(Saved entries)
▬▬▬

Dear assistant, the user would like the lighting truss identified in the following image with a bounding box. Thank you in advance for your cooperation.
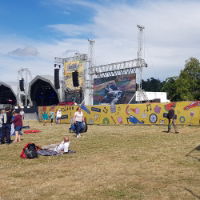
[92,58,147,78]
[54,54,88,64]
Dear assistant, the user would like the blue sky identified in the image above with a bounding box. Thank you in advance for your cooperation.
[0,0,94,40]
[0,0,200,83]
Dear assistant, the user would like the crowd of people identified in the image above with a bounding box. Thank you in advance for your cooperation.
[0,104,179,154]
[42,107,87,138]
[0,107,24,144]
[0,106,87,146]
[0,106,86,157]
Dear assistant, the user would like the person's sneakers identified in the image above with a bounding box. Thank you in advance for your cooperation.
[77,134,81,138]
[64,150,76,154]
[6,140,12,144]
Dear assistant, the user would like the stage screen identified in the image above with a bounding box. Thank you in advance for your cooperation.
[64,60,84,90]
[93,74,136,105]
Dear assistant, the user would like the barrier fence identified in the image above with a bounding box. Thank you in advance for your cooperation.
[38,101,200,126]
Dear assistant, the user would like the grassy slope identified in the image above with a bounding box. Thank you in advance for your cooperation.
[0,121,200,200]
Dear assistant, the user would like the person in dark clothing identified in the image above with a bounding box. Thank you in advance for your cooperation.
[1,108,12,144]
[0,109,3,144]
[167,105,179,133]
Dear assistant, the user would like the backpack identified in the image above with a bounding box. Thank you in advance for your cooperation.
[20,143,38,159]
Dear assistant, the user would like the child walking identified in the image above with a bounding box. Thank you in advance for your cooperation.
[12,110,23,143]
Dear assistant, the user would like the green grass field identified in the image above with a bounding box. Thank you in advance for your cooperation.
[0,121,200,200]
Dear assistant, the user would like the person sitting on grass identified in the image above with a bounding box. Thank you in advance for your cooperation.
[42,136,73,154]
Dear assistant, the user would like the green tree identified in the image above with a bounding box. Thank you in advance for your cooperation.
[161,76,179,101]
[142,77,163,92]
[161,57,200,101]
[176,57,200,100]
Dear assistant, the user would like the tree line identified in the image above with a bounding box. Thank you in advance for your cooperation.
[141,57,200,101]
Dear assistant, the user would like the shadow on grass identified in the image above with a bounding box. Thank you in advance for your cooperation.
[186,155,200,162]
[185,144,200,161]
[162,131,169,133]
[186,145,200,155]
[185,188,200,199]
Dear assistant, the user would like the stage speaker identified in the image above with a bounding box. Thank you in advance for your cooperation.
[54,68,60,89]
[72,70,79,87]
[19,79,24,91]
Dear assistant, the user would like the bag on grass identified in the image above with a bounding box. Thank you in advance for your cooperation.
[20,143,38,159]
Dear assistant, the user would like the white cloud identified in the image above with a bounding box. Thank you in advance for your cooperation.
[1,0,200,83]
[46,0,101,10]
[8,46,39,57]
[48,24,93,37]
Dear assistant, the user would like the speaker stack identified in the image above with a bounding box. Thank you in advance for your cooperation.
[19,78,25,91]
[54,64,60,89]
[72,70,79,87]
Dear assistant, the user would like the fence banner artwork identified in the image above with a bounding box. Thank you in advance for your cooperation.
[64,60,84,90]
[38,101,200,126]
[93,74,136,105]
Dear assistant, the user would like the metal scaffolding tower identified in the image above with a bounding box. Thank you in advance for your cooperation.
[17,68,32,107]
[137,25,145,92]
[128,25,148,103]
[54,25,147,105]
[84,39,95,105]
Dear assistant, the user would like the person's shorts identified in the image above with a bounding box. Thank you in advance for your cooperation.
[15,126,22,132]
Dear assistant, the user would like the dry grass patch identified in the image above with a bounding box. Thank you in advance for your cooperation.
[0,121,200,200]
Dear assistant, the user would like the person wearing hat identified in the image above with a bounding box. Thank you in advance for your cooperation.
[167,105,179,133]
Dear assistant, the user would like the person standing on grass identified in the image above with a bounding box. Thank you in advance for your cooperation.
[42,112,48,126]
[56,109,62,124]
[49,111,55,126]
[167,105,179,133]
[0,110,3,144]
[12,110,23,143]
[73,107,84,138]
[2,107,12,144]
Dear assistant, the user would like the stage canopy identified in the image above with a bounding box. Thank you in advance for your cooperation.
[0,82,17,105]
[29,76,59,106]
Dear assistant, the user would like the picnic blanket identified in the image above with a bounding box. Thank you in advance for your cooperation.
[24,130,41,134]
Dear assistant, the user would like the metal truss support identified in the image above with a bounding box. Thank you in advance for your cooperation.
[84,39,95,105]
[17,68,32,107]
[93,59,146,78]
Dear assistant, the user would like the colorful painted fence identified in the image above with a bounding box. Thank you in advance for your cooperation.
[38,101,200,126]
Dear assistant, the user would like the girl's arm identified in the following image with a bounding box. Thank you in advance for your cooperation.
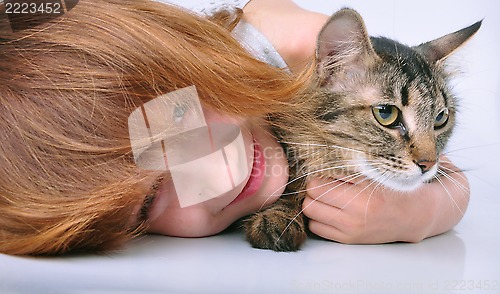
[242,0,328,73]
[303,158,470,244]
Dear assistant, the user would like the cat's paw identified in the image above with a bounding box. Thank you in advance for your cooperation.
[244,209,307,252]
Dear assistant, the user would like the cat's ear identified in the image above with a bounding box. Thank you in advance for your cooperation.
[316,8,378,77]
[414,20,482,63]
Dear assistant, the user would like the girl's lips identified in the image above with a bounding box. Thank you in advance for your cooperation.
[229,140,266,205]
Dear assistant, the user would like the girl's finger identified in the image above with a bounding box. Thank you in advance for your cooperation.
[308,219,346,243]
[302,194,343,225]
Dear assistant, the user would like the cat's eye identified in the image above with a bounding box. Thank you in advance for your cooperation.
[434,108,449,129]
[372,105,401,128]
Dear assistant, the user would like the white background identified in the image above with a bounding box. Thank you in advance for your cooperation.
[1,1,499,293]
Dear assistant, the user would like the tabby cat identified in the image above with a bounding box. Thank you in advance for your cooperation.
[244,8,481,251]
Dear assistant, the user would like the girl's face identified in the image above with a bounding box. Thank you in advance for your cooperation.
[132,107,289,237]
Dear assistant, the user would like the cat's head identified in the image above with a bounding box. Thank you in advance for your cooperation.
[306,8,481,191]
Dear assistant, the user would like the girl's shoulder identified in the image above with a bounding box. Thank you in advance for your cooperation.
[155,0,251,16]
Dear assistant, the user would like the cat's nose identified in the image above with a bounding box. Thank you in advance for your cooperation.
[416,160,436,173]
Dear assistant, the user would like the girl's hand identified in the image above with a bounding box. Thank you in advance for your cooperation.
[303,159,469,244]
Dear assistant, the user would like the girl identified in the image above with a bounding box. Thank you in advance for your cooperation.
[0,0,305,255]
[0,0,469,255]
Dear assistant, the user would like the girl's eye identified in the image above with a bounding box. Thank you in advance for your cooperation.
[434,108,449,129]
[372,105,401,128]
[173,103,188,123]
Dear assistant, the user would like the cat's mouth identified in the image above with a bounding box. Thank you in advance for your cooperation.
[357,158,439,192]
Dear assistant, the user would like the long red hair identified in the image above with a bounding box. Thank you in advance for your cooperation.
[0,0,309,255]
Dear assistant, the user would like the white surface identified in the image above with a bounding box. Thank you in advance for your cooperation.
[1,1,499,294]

▬▬▬

_What is needed_
Please copy every record above exactly, but leave the pictures out.

_Result for this task_
Dear assistant, the user would like the lighting truss identified in the following image with a bounding box. Thank you in advance for your cooperation.
[92,58,147,78]
[54,54,88,64]
Dear assistant, the user would like the blue sky identified in the image above with a bounding box. Thank you in advance for your cooperation.
[0,0,94,40]
[0,0,200,83]
Dear assistant, the user would like the crowd of people identified in the image above with a bounding box. Thank you in advance for your cooperation.
[0,104,179,154]
[42,107,87,138]
[0,107,24,144]
[0,106,87,146]
[0,106,86,157]
Dear assistant, the user would like the person's sneakers identified in the image above with a bounding box. Thank you in advance for your cooperation.
[77,134,81,138]
[64,150,76,154]
[6,140,12,144]
Dear assistant, the user would like the stage screen identified in the image above with a bounding box. Thank you in advance for your cooperation.
[64,60,84,90]
[93,74,136,105]
Dear assistant, the user would like the barrier fence identified in the image above with a bounding box. Thank you in advance for your cooperation.
[38,101,200,126]
Dear assistant, the user would like the grassy slope identified in the image above with a bounding box. Thank you in advance for your cooperation.
[0,121,200,200]
Dear assistant, the user would like the person in dark clothing identified in the image above with a bounding box. Thank you in advance for your cooperation.
[1,108,12,144]
[0,109,3,144]
[167,105,179,133]
Dear assistant, the user would like the backpack identified in the image above with a bounding box. Thank you in advance for your cooperation.
[20,143,38,159]
Dear assistant, the user would like the child walking identified in the image above with a bounding box. Thank you in advance for your cooperation.
[12,110,23,143]
Dear assistant, the user would like the green grass field identified in the image above with a bounding box. Thank you in advance for your cooperation.
[0,121,200,200]
Dear assistant, the user would like the person sitting on grass identified in the image above with a bounding box. Thank you in advance for your cooperation.
[42,136,73,154]
Dear assistant, the user would like the green tree identified in the image above with a bounding box. Thank you in advance for your cooperation.
[161,76,179,101]
[142,77,163,92]
[161,57,200,101]
[176,57,200,100]
Dear assistant, the user would like the tree line identified in the image above with a bounding box. Thank you in advance for your cooperation.
[141,57,200,101]
Dear assistant, the user would like the shadow on grass identified in the image above with a bounding box. Thank you in advance for your cooperation.
[186,155,200,162]
[185,144,200,161]
[162,131,169,133]
[186,145,200,155]
[185,188,200,199]
Dear assistant, the user would like the stage speaker identified in the image above with a bounding box. Thank you in advance for your cooperation.
[54,68,60,89]
[72,70,79,87]
[19,79,24,91]
Dear assistant, the user would like the bag on grass identified in the image above with a bounding box. Thank you in advance for your cooperation.
[20,143,38,159]
Dear assistant, the user would like the white cloud identified in the image above with a bounding box. Thank you in advance for your cooperation.
[1,0,200,83]
[46,0,101,10]
[8,46,39,57]
[48,24,93,37]
Dear assistant, the user would like the speaker stack identified in the image above with a bounding box. Thank you in advance for your cooperation.
[19,78,25,91]
[54,64,60,89]
[72,70,79,87]
Dear assistant, the user would like the fence banner artwork identified in the image above with a bounding box. Thank you in advance for your cooperation.
[64,60,84,90]
[38,101,200,126]
[93,74,136,105]
Dear assistant, the user would like the metal scaffolding tower identified in the image above with a bounding box. Thank you in advance for your cooperation.
[17,68,32,107]
[137,25,145,92]
[128,25,148,103]
[54,25,147,105]
[84,39,95,105]
Dear assistant, the user would like the person's shorts identified in the image above with a bounding box. Thank you in advance for your cooperation.
[15,126,22,132]
Dear assistant, the user would like the dry grass patch identified in the image above with a bounding box. Thank you in advance for your cooperation.
[0,121,200,200]
Dear assistant, the user would like the person wearing hat identified in the image above with a bounding box. Thank you in advance for your cooperation.
[167,105,179,133]
Dear assistant, the user would like the person standing on grass identified in the image above with a bounding box. Thank you in advance for your cooperation.
[42,112,48,126]
[56,109,62,124]
[49,111,55,126]
[167,105,179,133]
[0,110,3,144]
[12,110,23,143]
[73,107,84,138]
[2,107,12,144]
Dear assistant, the user would like the stage canopy identified in the image above with a bounding box. Thank you in advance for your cooperation.
[0,82,17,105]
[29,76,59,106]
Dear assistant, the user would like the picnic blanket identified in the image above with a bounding box. Thank you in advance for your cooperation.
[24,130,41,134]
Dear assistant, the user would like the metal truss support identified in the image above with a bounding box. Thank you in advance for your cooperation.
[84,39,95,105]
[17,68,32,107]
[93,59,146,78]
Dear assistant, the user would like the colorful painted fence identified in the image above with a bounding box. Thank you in advance for your cooperation.
[38,101,200,126]
Dear assistant, the user would like the girl's arm identified in the following image with a bounding box. Thank you in advance for your cooperation.
[242,0,328,73]
[303,158,470,244]
Dear assistant, the user would like the cat's paw identified in the image above with a bounding box. Thank you in advance for your cooperation.
[244,209,307,252]
Dear assistant, the user would like the cat's ear identified in the image above with a bounding box. Thank you in advance for your cooperation.
[316,8,378,77]
[414,20,482,63]
Dear assistant, the user would like the girl's lips identified in the image above with a bounding box. Thank you in advance for your cooperation.
[229,140,266,205]
Dear assistant, the user would like the girl's finger identified in the image above with a bounding box. Thank you in advance for your cooperation.
[308,219,346,243]
[302,194,343,225]
Dear assistant, the user would like the cat's eye identified in the image above with a bounding box. Thank you in advance for your cooperation.
[434,108,449,129]
[372,105,401,128]
Dear assistant, the user would like the white background identified in the image above with a bounding box. Thank you in advance for your cooperation.
[1,1,499,293]
Dear assistant, the user would like the tabby cat identified in the image above with a bounding box. Thank you in advance for your cooperation.
[244,8,481,251]
Dear assistant, the user would like the girl's face identified in the image above with a bounding box. Thank you in advance for your cooperation.
[132,107,289,237]
Dear assistant, the user would like the cat's head identified in the image above with a bounding box. Thank you in advance for your cooperation.
[306,8,481,191]
Dear assistant, the user would like the girl's shoulder identified in the image above with a bounding box. Thank you in advance for your cooperation.
[155,0,251,16]
Dear assistant, the user would like the cat's nose identified in the image above with a bounding box. Thank you in advance for your cooperation.
[416,160,436,173]
Dear assistant, the user would like the girl's hand identified in the image above with a bounding box. Thank you in advance for your cooperation.
[303,159,469,244]
Dear assistant, the user would like the girl identified in the image above with a bounding box. Thank you in advance for your cooperation.
[0,0,305,255]
[0,0,469,255]
Dear assistant, the user would like the girl's eye identified in the image above with a bounding box. Thank you in advance for your cooperation.
[434,108,449,129]
[372,105,401,128]
[173,103,188,123]
Dear assistant, the user would like the cat's mouth identified in the image above with a bounding box. Thank you in advance for your cooperation.
[357,158,439,192]
Dear assistant, the user would like the long red hair identified in the image above with a bounding box. Thank you in advance for your cooperation.
[0,0,309,255]
Dear assistant, the user would like the white surface identified in the image above with a bounding box. Thank you in advance for your cooperation.
[1,1,499,294]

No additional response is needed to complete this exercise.